■ **REQUEST**:
Output the items below as a numbered list, from the start of the items through the line containing "x=341, y=230", with both ends included and blank lines omitted. Leave the pictures out of your answer.

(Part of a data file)
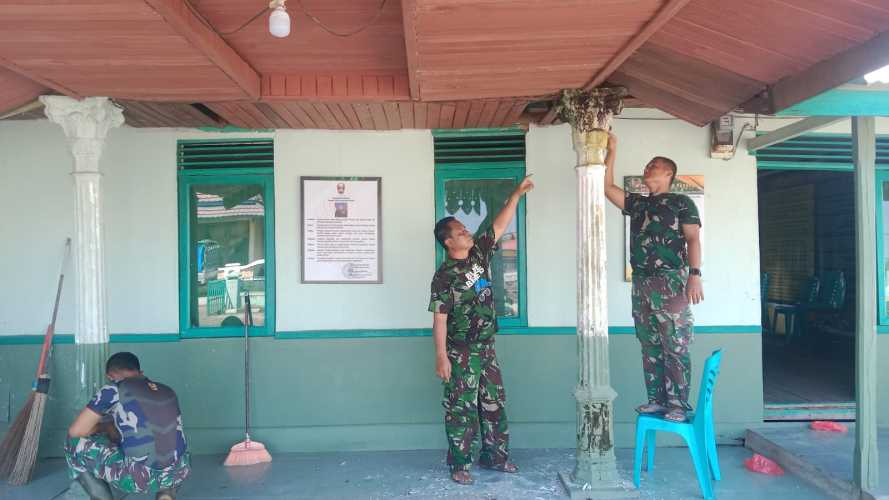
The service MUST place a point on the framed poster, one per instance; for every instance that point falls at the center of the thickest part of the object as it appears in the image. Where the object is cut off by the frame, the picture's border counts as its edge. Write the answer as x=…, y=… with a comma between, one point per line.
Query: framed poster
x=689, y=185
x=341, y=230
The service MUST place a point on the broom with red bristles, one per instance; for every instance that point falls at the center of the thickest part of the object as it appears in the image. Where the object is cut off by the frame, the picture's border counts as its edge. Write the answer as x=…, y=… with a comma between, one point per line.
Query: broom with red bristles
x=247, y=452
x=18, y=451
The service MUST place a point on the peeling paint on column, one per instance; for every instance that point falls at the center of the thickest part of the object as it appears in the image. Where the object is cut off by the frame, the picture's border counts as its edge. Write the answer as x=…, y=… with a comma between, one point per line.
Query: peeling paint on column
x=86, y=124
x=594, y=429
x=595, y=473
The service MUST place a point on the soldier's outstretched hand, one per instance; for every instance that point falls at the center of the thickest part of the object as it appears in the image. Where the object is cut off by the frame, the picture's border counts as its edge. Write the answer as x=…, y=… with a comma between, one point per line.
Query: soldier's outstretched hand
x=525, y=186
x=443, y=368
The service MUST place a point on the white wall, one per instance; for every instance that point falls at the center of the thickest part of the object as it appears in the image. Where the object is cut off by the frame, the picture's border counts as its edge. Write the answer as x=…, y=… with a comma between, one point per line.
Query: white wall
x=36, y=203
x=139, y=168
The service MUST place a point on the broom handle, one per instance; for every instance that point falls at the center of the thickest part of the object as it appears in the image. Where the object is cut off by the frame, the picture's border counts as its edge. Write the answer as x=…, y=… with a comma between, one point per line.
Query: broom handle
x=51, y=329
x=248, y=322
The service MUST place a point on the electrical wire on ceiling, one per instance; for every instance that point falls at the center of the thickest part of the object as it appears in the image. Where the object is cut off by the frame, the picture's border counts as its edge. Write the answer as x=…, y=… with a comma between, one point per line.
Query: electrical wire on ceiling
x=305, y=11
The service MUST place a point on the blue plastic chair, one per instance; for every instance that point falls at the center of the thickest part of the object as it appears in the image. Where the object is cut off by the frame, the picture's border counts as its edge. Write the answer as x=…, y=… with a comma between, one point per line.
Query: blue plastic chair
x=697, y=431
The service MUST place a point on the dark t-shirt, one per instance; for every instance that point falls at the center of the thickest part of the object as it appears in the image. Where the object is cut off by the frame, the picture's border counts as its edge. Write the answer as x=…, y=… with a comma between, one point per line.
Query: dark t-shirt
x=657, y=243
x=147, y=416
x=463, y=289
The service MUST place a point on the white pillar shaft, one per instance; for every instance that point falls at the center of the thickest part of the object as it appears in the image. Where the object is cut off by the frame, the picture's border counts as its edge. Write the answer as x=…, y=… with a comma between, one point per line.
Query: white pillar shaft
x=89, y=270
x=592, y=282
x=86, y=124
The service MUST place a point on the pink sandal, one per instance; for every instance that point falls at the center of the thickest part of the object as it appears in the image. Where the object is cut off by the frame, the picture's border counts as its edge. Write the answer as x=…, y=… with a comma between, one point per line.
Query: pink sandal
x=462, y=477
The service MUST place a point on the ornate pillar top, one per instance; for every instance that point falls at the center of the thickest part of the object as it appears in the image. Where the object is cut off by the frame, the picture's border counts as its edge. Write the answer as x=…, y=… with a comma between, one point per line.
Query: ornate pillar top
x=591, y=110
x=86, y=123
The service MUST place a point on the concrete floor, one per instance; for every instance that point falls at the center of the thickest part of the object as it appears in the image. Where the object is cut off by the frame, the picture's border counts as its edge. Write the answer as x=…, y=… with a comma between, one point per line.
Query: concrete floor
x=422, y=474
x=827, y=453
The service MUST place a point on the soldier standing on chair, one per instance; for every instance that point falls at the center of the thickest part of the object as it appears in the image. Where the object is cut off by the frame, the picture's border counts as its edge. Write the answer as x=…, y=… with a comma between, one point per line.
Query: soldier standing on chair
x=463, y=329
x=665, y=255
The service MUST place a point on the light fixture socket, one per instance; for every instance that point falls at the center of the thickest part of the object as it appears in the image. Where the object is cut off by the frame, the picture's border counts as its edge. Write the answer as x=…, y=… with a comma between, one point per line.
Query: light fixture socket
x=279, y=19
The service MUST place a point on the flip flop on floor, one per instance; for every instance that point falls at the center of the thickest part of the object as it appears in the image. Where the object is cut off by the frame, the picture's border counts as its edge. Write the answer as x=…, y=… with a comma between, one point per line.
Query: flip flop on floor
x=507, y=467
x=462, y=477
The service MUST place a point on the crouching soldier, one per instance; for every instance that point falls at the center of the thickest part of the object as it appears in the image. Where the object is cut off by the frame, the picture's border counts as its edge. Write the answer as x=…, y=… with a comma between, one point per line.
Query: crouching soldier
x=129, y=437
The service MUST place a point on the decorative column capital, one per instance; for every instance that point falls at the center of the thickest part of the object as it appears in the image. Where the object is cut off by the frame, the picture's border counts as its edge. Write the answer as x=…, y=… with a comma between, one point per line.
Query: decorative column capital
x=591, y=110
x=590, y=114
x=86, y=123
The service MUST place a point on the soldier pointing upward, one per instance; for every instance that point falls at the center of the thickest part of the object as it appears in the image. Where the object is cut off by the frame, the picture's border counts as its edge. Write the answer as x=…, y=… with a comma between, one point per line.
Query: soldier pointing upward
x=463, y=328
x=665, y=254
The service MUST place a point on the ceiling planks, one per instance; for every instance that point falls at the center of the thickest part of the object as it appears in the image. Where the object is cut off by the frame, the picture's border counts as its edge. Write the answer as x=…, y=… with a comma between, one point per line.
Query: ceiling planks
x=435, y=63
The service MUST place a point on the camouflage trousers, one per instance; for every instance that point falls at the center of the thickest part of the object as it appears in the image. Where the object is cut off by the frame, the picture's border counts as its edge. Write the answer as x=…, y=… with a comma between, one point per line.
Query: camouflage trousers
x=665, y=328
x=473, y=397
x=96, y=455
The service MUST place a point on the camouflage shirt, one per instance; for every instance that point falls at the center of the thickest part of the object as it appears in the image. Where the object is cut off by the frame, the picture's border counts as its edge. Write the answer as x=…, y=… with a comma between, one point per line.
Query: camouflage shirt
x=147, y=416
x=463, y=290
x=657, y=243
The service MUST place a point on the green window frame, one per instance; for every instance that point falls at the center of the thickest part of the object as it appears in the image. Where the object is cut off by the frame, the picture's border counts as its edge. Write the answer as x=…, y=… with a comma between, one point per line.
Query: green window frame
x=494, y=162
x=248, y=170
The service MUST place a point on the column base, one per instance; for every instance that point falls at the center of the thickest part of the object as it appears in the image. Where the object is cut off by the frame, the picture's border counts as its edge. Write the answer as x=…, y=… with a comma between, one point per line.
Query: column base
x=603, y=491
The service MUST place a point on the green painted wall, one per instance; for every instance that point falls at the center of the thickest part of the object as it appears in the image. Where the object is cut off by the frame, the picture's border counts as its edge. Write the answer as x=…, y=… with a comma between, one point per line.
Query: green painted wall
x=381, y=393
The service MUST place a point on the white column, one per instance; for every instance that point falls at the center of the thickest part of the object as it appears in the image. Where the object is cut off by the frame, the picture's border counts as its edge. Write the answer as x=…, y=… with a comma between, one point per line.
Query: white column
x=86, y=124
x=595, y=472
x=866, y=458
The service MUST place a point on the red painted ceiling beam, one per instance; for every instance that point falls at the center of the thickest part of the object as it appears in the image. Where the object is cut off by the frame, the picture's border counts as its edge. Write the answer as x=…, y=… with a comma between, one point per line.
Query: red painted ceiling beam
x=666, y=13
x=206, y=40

■ **PROBLEM SOLUTION**:
1. The service MUST place a point on the framed poster, one per instance; for every instance that point falls at the center of the thickest part of the object as it appears in the image. Where the object is cut off by the frame, the picture's border counts as its edge. Write the answer as x=…, y=… with a comma between, one point per line.
2. Query: framed poster
3. x=689, y=185
4. x=341, y=230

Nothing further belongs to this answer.